The entries below should be given again exactly, minus their pictures.

— START LISTING —

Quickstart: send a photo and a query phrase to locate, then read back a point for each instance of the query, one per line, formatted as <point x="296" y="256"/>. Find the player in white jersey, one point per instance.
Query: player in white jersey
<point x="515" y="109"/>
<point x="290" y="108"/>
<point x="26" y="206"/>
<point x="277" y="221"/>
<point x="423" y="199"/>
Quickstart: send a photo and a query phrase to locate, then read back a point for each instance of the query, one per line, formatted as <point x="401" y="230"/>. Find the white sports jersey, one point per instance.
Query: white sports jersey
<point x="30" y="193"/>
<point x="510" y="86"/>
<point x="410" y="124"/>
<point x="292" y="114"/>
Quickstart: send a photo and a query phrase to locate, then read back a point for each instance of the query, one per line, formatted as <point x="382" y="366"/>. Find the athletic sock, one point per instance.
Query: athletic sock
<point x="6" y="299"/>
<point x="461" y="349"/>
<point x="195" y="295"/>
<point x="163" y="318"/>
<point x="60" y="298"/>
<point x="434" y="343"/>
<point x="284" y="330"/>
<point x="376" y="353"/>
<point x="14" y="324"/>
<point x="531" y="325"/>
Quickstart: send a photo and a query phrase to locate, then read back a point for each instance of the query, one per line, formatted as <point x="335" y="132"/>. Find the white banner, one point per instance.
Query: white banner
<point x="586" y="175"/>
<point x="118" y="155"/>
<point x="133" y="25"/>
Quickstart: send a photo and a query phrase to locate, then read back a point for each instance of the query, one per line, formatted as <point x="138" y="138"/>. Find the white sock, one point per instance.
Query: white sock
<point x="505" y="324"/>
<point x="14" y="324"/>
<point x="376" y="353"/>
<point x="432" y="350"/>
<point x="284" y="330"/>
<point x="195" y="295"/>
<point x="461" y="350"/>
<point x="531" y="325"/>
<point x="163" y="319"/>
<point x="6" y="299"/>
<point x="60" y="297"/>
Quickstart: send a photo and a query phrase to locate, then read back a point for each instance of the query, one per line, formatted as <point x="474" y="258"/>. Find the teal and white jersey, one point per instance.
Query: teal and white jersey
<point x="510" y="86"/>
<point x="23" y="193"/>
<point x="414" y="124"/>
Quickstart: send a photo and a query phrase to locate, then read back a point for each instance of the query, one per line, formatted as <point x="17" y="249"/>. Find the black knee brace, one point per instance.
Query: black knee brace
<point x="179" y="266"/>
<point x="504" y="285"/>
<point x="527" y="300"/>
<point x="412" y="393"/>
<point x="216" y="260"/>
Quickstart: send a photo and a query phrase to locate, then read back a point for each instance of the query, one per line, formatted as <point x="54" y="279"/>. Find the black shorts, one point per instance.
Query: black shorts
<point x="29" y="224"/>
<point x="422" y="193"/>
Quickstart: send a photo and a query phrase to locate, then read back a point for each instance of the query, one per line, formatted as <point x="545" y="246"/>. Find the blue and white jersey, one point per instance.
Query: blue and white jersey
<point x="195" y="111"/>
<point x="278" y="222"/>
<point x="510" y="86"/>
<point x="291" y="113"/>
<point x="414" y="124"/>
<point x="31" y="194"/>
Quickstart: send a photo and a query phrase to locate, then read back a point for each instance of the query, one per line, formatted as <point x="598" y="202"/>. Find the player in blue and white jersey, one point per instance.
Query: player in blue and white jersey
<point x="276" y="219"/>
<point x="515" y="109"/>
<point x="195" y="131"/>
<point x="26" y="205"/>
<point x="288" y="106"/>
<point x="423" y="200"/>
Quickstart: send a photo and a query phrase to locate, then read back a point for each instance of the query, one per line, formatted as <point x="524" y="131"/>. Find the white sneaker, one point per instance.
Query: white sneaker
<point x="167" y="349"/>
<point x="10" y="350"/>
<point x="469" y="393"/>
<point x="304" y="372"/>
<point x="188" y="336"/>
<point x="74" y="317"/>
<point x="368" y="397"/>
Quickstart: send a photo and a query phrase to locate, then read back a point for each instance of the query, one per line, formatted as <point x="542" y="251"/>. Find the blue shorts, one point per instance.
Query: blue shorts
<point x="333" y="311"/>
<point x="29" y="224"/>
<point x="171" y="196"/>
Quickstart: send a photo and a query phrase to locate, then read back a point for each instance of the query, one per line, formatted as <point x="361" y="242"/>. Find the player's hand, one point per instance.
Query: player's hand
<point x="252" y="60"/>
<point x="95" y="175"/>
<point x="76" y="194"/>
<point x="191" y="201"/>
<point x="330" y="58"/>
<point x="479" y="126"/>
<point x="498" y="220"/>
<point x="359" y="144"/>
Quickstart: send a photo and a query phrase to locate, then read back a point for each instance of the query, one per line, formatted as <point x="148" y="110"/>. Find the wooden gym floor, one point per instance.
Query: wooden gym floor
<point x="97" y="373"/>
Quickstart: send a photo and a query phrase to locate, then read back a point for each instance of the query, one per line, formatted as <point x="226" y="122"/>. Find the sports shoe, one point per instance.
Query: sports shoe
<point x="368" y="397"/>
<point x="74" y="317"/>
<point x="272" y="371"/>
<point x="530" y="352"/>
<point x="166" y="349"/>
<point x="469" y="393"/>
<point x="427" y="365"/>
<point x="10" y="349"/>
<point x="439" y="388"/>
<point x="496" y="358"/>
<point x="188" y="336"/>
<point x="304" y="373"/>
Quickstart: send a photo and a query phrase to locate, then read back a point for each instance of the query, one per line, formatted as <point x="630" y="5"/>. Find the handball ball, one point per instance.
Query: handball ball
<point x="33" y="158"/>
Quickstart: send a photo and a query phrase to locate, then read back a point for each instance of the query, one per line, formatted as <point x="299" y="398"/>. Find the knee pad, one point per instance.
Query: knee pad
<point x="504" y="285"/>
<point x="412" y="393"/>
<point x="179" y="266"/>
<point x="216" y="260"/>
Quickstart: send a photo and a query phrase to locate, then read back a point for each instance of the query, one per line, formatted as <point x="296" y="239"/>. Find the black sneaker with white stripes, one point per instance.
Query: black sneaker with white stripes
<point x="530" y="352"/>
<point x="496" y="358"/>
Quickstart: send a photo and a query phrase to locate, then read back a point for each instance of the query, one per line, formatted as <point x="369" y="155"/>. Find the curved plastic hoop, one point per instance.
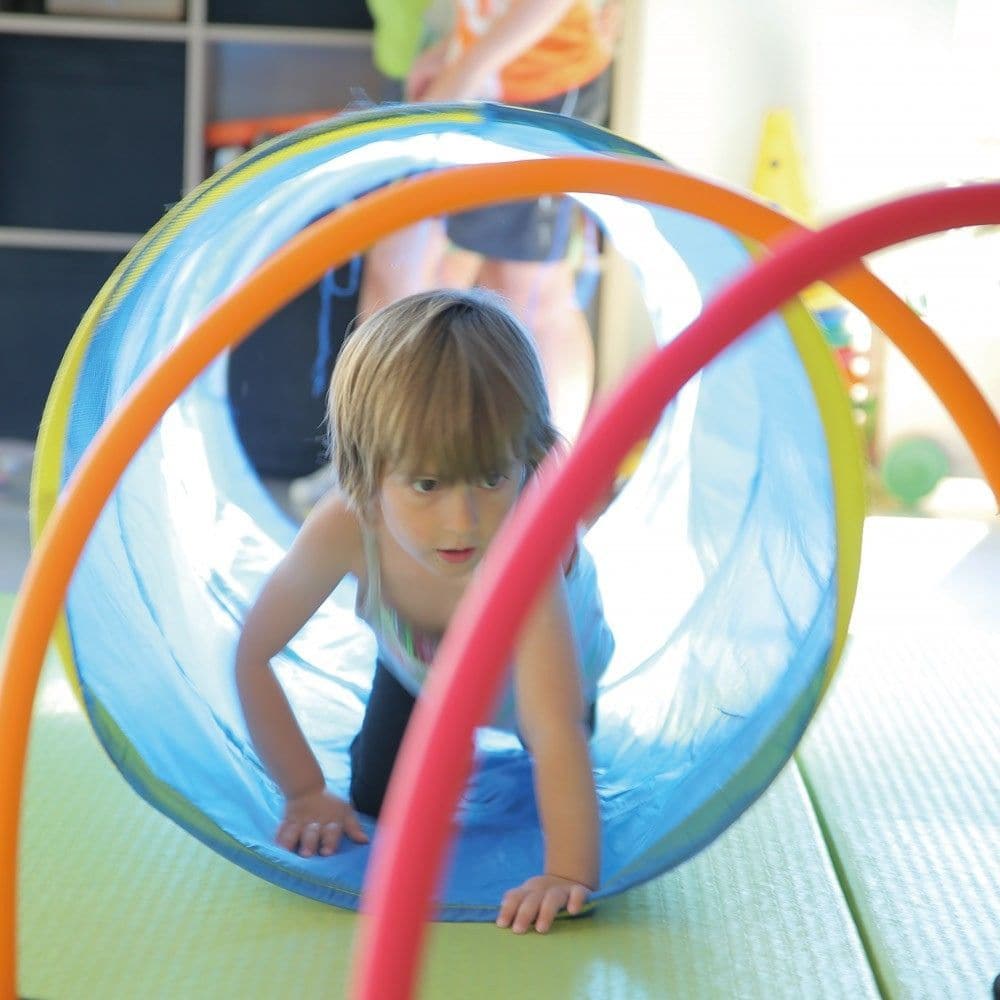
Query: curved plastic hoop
<point x="288" y="272"/>
<point x="436" y="753"/>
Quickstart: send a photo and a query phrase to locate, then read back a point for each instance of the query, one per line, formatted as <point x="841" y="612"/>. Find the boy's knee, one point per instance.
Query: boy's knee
<point x="367" y="789"/>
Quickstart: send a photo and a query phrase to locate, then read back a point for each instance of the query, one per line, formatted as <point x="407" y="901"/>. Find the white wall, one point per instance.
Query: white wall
<point x="888" y="96"/>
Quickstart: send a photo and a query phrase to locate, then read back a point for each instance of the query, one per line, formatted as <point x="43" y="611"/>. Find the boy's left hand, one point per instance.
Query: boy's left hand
<point x="539" y="900"/>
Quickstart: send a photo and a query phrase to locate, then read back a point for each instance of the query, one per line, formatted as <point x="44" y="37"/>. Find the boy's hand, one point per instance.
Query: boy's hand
<point x="539" y="900"/>
<point x="315" y="822"/>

— END LISTING —

§ CORRECT RESPONSE:
Quickstart: send a photo and a query phrase to locate, then read back a point for each instance of the query, one per line, formatted as <point x="296" y="256"/>. Find the player in white jersey, one point per instance.
Query: player in white jersey
<point x="515" y="109"/>
<point x="290" y="108"/>
<point x="26" y="206"/>
<point x="277" y="221"/>
<point x="423" y="199"/>
Quickstart: send a photo and a query phrase to locate, then read back a point for each instance of the query, one per line, formatted as <point x="401" y="230"/>. Find the white sports jersey, one point per instance.
Query: white sports jersey
<point x="30" y="193"/>
<point x="510" y="86"/>
<point x="410" y="124"/>
<point x="292" y="114"/>
Quickstart: send a photo and a query phrase to locate, then read back a point for each instance of the query, one per line, formatted as <point x="382" y="366"/>. Find the athletic sock, one point per instance.
Query: athletic sock
<point x="6" y="299"/>
<point x="461" y="349"/>
<point x="195" y="295"/>
<point x="163" y="318"/>
<point x="60" y="298"/>
<point x="434" y="343"/>
<point x="284" y="330"/>
<point x="376" y="353"/>
<point x="14" y="324"/>
<point x="531" y="325"/>
Quickstart: send a photo and a query phrase to locate, then read back a point for each instance of the query, one per line, formatted as <point x="335" y="132"/>. Find the white banner, one point per instance.
Query: white banner
<point x="586" y="175"/>
<point x="118" y="155"/>
<point x="133" y="25"/>
Quickstart: send a photo and a query phrase to locate, then read back a point for each instance of the query, one per line, formatted as <point x="138" y="138"/>. Find the white sock, one point per instance.
Query: white sock
<point x="505" y="324"/>
<point x="14" y="324"/>
<point x="376" y="353"/>
<point x="432" y="350"/>
<point x="284" y="330"/>
<point x="195" y="295"/>
<point x="461" y="350"/>
<point x="531" y="325"/>
<point x="163" y="319"/>
<point x="6" y="299"/>
<point x="60" y="297"/>
Quickstart: send a photo and a query phrase to locate, then read back a point for each instance of the query, one per line, formatted as <point x="474" y="258"/>. Find the teal and white jersey, one point per instance.
Query: teal and white jersey
<point x="510" y="86"/>
<point x="23" y="193"/>
<point x="414" y="124"/>
Quickstart: send a photo and a query phrase to locate, then read back a point for each instance of the query, one per line, formatted as <point x="17" y="249"/>. Find the black knee brace, one point per instance.
Query: black knee brace
<point x="179" y="266"/>
<point x="504" y="285"/>
<point x="527" y="300"/>
<point x="412" y="393"/>
<point x="216" y="260"/>
Quickstart: send a photo and a query phrase to locate, then read back a point for each instance of the query, one per line, formatted as <point x="54" y="279"/>. Find the black shorts, one point per instance.
Query: black shorts
<point x="29" y="224"/>
<point x="422" y="193"/>
Quickstart: send a photo and a query phrase to locate, then read back a point for each instance of the query, one per line, formatted as <point x="545" y="246"/>. Find the blue and white jersey, one point per instance.
Query: blue and white jersey
<point x="195" y="111"/>
<point x="278" y="222"/>
<point x="510" y="86"/>
<point x="291" y="113"/>
<point x="414" y="124"/>
<point x="31" y="194"/>
Quickstart: send a photo and a query phrase to locate, then read back a point for each instance of the query, one per line, formatted as <point x="598" y="202"/>. Find the player in blue and white jersey, one point per instance.
Query: player in blue and white jersey
<point x="276" y="219"/>
<point x="515" y="109"/>
<point x="195" y="131"/>
<point x="26" y="205"/>
<point x="288" y="106"/>
<point x="423" y="200"/>
Quickstart: send a photo and a query phrase to locate, then read back a point for each instance of the query, one per line, formatted as <point x="524" y="131"/>. Find the white sneaker, one point per instance.
Query: white sneaker
<point x="167" y="349"/>
<point x="10" y="350"/>
<point x="469" y="393"/>
<point x="304" y="372"/>
<point x="188" y="336"/>
<point x="74" y="317"/>
<point x="368" y="397"/>
Quickstart: send a photo and a query phrase to locate, then read back a point for each instance of the query, one per line, formatted as <point x="542" y="251"/>. Find the blue shorts, one point per instance.
Query: blue shorts
<point x="333" y="311"/>
<point x="29" y="224"/>
<point x="171" y="196"/>
Quickstart: send a photo and a query phrase to locate, then read back a point for each instance of the query, one per line, formatted as <point x="361" y="242"/>. Find the player's hand, one point per instance.
Query: player's hand
<point x="252" y="60"/>
<point x="95" y="175"/>
<point x="76" y="194"/>
<point x="191" y="201"/>
<point x="330" y="58"/>
<point x="479" y="126"/>
<point x="498" y="220"/>
<point x="359" y="144"/>
Quickstart: send a photo and a query phrase to locate, then read back a point for each instance of the query, one per line, formatted as <point x="148" y="110"/>. Find the wooden gym floor, one point per instance.
Query: wooden gym floor
<point x="97" y="373"/>
Quickstart: send a photo and a query phrase to locate, then read back a point for each instance of the query, one per line, formatted as <point x="226" y="122"/>. Find the sports shoe, one point per instance.
Query: sports shoe
<point x="368" y="397"/>
<point x="74" y="317"/>
<point x="272" y="371"/>
<point x="530" y="352"/>
<point x="166" y="349"/>
<point x="469" y="393"/>
<point x="427" y="365"/>
<point x="10" y="349"/>
<point x="439" y="388"/>
<point x="496" y="358"/>
<point x="188" y="336"/>
<point x="304" y="373"/>
Quickstart: send a photo and a query phrase to locate, then read back a point for each instance of the query, one per line, formatted as <point x="630" y="5"/>. Find the handball ball, one point per instance.
Query: handball ball
<point x="33" y="158"/>
Quickstart: send a photo and a query phrase to locate, then read back a point for each instance of the query, one per line, formatted as <point x="299" y="398"/>. Find the knee pad, one point per instance.
Query: knee pad
<point x="504" y="285"/>
<point x="412" y="393"/>
<point x="179" y="266"/>
<point x="216" y="260"/>
Quickstart: send a photo and a query phrase to locate, then read back a point for each instance of the query, one per line, formatted as <point x="296" y="239"/>. Find the black sneaker with white stripes, one point per instance.
Query: black sneaker with white stripes
<point x="530" y="352"/>
<point x="496" y="358"/>
Quickstart: send a photo and a query phrase to locate, then read back a point for each instance of the query, one per line, formatted as <point x="369" y="155"/>. Find the curved plastic hoop, one point per instance.
Query: curved plastic hoop
<point x="288" y="272"/>
<point x="436" y="753"/>
Quickstart: send a photo and a query phrase to locate, then read back a point for each instance of the query, one per line, formatted as <point x="841" y="612"/>. Find the boy's knee, one point per instance.
Query: boy's knee
<point x="367" y="789"/>
Quickstart: send a photo and a query phrase to locate, then read back a point for each instance of the query, one per line, formatted as <point x="407" y="901"/>. Find the white wall, one point per instance.
Query: white wall
<point x="888" y="96"/>
Quickstart: send a photo and a query phrase to locate, then read back a point for each instance of the query, one per line, formatted as <point x="43" y="611"/>. Find the boy's left hand, one point per instance.
Query: boy's left hand
<point x="539" y="900"/>
Quickstart: send a photo and a query phrase to locate, then read back a point for each instance of the query, one per line, formatted as <point x="44" y="37"/>. Find the boy's hand, one point per instance.
Query: boy's hand
<point x="539" y="900"/>
<point x="315" y="822"/>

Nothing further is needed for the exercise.